[Start of Raw data]

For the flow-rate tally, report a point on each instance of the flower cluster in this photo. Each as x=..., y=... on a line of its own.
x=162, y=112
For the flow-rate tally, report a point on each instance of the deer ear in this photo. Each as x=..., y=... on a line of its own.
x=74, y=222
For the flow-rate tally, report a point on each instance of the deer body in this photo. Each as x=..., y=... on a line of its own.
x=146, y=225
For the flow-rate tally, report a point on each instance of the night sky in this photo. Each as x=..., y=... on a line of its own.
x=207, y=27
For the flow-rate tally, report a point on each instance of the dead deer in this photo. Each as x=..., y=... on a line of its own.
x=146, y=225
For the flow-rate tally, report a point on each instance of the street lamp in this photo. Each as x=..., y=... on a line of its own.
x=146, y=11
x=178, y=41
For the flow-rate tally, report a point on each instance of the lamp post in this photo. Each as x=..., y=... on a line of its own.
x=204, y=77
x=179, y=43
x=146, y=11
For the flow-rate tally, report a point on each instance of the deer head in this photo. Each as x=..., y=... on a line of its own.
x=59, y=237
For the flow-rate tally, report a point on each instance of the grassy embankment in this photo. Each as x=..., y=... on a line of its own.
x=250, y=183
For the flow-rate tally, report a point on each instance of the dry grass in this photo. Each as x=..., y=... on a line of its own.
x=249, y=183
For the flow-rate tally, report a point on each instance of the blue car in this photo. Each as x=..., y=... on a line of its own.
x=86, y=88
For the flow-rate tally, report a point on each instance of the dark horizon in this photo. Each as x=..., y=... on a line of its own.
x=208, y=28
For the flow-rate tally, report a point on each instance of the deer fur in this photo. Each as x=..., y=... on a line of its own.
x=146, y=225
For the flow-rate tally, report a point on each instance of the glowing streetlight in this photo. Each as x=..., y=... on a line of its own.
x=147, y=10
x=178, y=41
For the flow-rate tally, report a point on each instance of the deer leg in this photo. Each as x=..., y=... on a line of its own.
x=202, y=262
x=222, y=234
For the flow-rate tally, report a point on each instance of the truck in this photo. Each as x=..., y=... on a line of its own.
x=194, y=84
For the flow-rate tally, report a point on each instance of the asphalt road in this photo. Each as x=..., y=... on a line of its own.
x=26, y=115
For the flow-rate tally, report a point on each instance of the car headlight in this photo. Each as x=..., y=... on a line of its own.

[End of Raw data]

= Work to complete =
Reproduce all of the data above word for word, keeping every line unchanged and in its original order.

= Response below =
For the flow-rate tally, report a point on each instance of the flower cluster in this photo. Each as x=..., y=... on a line of its own.
x=162, y=112
For the flow-rate tally, report a point on each instance of the deer ear in this photo. Each as x=..., y=... on a line of its own.
x=74, y=222
For the flow-rate tally, report a point on each instance of the deer body in this photo. Each as x=..., y=... on a line of its own.
x=146, y=225
For the flow-rate tally, report a point on each instance of the night sky in this photo. Each as x=..., y=... on a line of its own.
x=207, y=27
For the flow-rate tally, report a point on each instance of the dead deer in this photo. Each as x=..., y=... on a line of its own.
x=146, y=225
For the flow-rate tally, report a point on each instance of the street lamp in this photo. Each as x=..., y=... on a line of its own.
x=146, y=11
x=178, y=41
For the flow-rate tally, report a point on each instance of the lamp post in this photo. Each as x=..., y=... on a line of its own.
x=204, y=77
x=179, y=43
x=146, y=11
For the flow-rate tally, report a point on each instance of the deer head in this photo. Each as x=..., y=... on a line of its own.
x=59, y=237
For the flow-rate tally, report a point on each instance of the grassy embankment in this photo. Each as x=..., y=... on a line of its own.
x=250, y=183
For the flow-rate tally, report a point on each instance of the dry grass in this photo. Each as x=..., y=... on a line of its own.
x=249, y=183
For the flow-rate tally, report a point on each instance of the blue car in this photo. Each as x=..., y=... on a line of its own.
x=86, y=88
For the flow-rate tally, report a point on each instance of the dark horizon in this photo. Each as x=..., y=... on a line of its own.
x=208, y=28
For the flow-rate tally, report a point on each instance of the deer fur in this photo. Each as x=..., y=... on a line of its own.
x=146, y=225
For the flow-rate tally, report a point on each instance of the glowing streetlight in this photo. Each as x=..., y=... on a line of its own.
x=147, y=10
x=178, y=41
For the flow-rate tally, report a point on each instance of the deer leg in this photo. Each as x=..., y=... on a line of its own.
x=202, y=262
x=222, y=234
For the flow-rate tally, report a point on each instance of the truck in this photo. Each as x=..., y=... on a line of its own.
x=194, y=84
For the flow-rate tally, report a point on each instance of the asphalt road in this photo. Each as x=..., y=... on a line of its own.
x=26, y=115
For the flow-rate tally, report a point on each instance of the car headlight in this photo. Each as x=..., y=... on a line of its own.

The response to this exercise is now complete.